### Tasks and exercises
1) Update the guest blog post from "Guest Bloggers" to "others of course.", changing "writing coach" to "book coach".
2) According to the guest blog post, how long after its first publication did Oprah find The Book of Awakening?
3) In the guest blog post, what does the inner critic say to writers? List each quoted line.

### Text shown
## Start
Guest Bloggers

Why Keep Writing When No One Is Listening

Guest Blogger Brooke Warner writes:

One of the most powerful things an author has ever said to me was a comment by Mark Nepo, reflecting on his personal journey over the past three years, which, due to the support of Oprah, has been pretty meteoric in nature. He told me, “I’m just so glad that I kept writing back when no one was listening.”

This reverberated in me, perhaps most profoundly because of the number of clients I work with every year who reach a crisis point, led by the voices of their inner critics that say things like, “Why are you bothering?” “No one is going to want to read this.” “Who cares?!”

In my work as a writing coach, I’m pretty hard-pressed to think of a single client who hasn’t struggled with messages like this at some point in their process—some more than others of course.

Mark’s simple statement spoke to me for a number of reasons:

  1. You never know when people are going to find your work. Oprah found Mark’s book, The Book of Awakening, ten years after its first publication. The fact that he had so much work already out in the world is undoubtedly what’s allowed him to soar. You can get a big break like an endorsement from Oprah, but even with a big break, you have to have done (and continue to do) the hard work and discipline of writing.
  2. If you let the critical voices get the best of you, you’re accepting defeat on someone else’s terms. Your inner critic is a bastard, so let’s just get that out of the way. It does not want you to succeed. It wants to keep you small. I’ve witnessed a lot of writers allow the inner critic to talk them out of pursuing their creative dreams. It’s the single most widespread creative tragedy I know of.
  3. It’s important to find your own grounding in your work. This one is big. So many writers want to be heard, but they’re looking for outside validation to tell them that they’re good enough, or they’re only measuring success based on who else cares about their work. Writing whether or not anyone is listening means that you are writing for your own expression, desire, creativity, gifts—and people finding it, and/or finding it important, is secondary.
## End
[Dataset rows]
## Start
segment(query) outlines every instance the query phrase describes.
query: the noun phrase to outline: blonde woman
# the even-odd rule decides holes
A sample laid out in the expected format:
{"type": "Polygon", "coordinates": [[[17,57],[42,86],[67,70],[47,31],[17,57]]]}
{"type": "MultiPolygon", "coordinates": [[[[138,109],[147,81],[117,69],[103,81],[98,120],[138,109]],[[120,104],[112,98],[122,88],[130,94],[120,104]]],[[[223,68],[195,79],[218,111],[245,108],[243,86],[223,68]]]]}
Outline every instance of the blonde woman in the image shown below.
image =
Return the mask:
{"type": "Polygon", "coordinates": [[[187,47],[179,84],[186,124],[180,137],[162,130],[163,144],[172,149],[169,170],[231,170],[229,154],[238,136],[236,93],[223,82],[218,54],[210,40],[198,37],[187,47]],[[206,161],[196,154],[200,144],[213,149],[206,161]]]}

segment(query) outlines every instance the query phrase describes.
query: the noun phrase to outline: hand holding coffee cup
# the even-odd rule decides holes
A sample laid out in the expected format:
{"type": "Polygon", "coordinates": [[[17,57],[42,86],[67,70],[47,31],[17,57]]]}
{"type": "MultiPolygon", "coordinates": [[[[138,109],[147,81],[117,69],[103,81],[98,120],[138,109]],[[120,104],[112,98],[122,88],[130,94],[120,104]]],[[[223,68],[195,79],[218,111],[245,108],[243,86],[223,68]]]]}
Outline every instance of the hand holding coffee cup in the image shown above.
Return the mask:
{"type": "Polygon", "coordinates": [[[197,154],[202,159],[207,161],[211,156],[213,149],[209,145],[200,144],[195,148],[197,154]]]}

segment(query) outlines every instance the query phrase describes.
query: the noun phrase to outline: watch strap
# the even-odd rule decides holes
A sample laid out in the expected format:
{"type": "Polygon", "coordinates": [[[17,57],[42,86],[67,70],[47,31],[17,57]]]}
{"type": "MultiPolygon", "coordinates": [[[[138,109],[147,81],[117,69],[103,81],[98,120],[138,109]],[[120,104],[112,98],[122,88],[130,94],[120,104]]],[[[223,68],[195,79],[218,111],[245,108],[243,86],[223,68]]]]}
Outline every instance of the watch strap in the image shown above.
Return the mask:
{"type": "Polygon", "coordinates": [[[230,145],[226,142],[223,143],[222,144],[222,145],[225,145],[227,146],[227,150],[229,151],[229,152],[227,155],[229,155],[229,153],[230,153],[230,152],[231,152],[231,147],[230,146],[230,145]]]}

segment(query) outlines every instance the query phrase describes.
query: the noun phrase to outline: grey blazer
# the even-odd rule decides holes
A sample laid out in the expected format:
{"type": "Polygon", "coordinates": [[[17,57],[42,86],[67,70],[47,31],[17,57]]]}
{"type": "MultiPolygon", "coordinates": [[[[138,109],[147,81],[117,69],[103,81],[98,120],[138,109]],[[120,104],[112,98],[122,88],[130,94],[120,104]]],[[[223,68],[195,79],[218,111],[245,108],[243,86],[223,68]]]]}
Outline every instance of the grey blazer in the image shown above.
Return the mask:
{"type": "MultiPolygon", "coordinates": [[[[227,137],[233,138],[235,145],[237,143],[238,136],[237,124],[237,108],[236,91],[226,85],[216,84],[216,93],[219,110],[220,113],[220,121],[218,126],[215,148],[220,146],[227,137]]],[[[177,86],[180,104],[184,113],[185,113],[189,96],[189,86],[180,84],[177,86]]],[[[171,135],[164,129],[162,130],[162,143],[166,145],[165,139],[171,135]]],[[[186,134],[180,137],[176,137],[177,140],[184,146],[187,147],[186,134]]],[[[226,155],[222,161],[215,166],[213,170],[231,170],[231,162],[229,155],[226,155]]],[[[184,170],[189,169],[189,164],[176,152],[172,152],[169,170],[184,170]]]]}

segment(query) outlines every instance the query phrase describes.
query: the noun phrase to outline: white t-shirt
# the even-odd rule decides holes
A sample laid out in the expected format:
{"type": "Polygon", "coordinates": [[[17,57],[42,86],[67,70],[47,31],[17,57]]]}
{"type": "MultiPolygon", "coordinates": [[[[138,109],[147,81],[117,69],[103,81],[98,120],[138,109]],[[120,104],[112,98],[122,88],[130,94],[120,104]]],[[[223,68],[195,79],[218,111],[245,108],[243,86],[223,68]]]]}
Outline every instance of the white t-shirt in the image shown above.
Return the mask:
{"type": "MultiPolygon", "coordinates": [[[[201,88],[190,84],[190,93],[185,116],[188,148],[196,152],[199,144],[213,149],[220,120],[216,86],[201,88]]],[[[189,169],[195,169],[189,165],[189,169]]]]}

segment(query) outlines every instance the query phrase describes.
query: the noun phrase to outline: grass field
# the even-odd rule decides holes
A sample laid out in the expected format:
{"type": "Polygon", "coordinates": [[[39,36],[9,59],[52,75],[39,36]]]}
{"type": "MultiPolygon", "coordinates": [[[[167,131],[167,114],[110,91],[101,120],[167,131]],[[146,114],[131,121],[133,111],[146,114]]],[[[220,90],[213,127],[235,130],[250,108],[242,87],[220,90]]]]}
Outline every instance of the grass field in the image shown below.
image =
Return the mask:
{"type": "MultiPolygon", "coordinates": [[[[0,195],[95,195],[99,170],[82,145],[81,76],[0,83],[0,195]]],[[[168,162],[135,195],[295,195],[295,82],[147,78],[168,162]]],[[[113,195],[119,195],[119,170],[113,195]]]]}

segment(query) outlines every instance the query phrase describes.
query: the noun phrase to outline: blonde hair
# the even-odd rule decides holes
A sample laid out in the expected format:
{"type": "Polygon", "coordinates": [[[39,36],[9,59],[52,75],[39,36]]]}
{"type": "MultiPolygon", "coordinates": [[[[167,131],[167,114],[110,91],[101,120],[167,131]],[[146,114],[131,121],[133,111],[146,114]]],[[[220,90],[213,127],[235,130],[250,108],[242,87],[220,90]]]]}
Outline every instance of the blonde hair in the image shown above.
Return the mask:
## End
### Task-by-task solutions
1)
Guest Bloggers

Why Keep Writing When No One Is Listening

Guest Blogger Brooke Warner writes:

One of the most powerful things an author has ever said to me was a comment by Mark Nepo, reflecting on his personal journey over the past three years, which, due to the support of Oprah, has been pretty meteoric in nature. He told me, “I’m just so glad that I kept writing back when no one was listening.”

This reverberated in me, perhaps most profoundly because of the number of clients I work with every year who reach a crisis point, led by the voices of their inner critics that say things like, “Why are you bothering?” “No one is going to want to read this.” “Who cares?!”

In my work as a book coach, I’m pretty hard-pressed to think of a single client who hasn’t struggled with messages like this at some point in their process—some more than others of course.

2) Ten years after its first publication.

3)
- "Why are you bothering?"
- "No one is going to want to read this."
- "Who cares?!"